**PROBLEM**
Please copy out the full listing that follows exactly; no picture belongs in the copy.

**DATASET RECORDS**
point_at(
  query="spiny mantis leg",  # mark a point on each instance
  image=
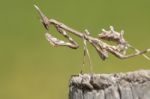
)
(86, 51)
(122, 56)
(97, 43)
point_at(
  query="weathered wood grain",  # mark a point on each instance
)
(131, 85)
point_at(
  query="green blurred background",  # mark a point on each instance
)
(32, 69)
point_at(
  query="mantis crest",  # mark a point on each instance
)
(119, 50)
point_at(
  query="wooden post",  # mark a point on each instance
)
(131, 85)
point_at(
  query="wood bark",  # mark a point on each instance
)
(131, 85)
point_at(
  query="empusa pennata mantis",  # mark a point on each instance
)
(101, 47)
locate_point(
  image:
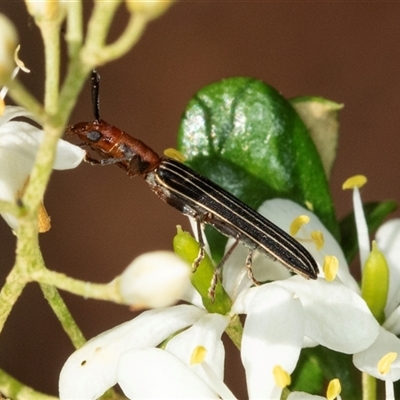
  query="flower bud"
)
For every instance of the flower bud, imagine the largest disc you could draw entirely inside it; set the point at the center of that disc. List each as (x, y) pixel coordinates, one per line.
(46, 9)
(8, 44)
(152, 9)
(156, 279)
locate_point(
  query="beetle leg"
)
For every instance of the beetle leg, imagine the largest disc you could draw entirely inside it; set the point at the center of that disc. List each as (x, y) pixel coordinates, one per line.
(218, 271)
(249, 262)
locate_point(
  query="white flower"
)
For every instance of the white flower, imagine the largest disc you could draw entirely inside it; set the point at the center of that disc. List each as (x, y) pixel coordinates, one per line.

**TASK OUTPUT**
point_at(
  query="spiny mantis leg",  # mark a point on each instance
  image=
)
(86, 51)
(122, 56)
(97, 43)
point_at(
  query="weathered wood grain",  # mark a point on each instance
)
(131, 85)
point_at(
  query="green blurred background",  # mark a point on each instance
)
(32, 69)
point_at(
  query="mantis crest",  # mark a point on each instance
)
(119, 50)
point_at(
  query="wooden post",  # mark a point on each instance
)
(131, 85)
point_at(
  query="wood bark",  # mark a point on each instance
)
(131, 85)
point_at(
  query="empusa pennata mantis",  # mark a point on each instance
)
(101, 47)
locate_point(
  image:
  query="flower bud"
)
For every instance of the flower bud, imagine the largest disc you could draw entirely inside it; set the point at the center of that disc. List each as (x, y) pixel coordinates, one per line.
(46, 9)
(8, 44)
(152, 9)
(156, 279)
locate_point(
  query="beetle leg"
)
For every instance of the beetle leg, imagine the largest disc you could draw entirely inside it; set the point at the center of that disc. List each as (x, y) pixel coordinates, one per line.
(218, 271)
(249, 262)
locate_point(
  query="white flower"
)
For every instance of the white flower, imagine the largest disc you could draw entirely inside it; set the point at the center of that disc. List each as (x, y) pixel coordinates, one per line.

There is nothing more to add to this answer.